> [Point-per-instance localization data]
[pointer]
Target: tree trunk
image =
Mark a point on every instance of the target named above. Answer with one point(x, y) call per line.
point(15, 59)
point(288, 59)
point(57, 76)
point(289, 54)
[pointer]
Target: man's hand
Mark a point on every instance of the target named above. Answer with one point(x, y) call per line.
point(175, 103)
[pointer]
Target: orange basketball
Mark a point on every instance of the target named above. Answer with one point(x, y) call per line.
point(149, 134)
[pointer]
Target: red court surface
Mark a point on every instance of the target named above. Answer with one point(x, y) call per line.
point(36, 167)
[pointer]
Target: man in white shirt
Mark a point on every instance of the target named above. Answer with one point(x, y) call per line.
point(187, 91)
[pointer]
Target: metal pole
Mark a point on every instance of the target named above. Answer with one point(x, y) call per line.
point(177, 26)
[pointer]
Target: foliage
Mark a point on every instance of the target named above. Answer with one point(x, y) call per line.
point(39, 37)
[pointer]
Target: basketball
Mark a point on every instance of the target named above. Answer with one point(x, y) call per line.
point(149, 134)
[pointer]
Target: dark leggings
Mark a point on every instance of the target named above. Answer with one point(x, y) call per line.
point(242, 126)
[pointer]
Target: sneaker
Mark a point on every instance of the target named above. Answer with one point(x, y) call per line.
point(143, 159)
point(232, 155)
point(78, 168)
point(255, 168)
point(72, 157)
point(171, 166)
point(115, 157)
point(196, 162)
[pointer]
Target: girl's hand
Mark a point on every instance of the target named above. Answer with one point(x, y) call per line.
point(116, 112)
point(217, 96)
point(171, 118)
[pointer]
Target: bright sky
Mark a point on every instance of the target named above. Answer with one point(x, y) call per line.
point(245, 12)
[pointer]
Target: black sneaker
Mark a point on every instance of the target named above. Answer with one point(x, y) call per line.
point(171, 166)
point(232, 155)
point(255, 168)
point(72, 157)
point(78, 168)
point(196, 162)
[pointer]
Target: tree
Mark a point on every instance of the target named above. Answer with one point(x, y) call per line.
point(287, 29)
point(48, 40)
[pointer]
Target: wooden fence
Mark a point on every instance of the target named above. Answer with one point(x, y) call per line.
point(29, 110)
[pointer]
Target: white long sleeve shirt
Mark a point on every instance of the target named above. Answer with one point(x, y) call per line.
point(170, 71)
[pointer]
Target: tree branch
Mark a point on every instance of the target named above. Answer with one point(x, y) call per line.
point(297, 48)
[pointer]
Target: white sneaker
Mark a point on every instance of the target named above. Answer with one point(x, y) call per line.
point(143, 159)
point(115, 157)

> [WORK INSTRUCTION]
Only the lines that hold the word "shirt" are wanted; each should be pulled from the records.

> [ANSWER SPACE]
Target: man in white shirt
Target: white long sleeve shirt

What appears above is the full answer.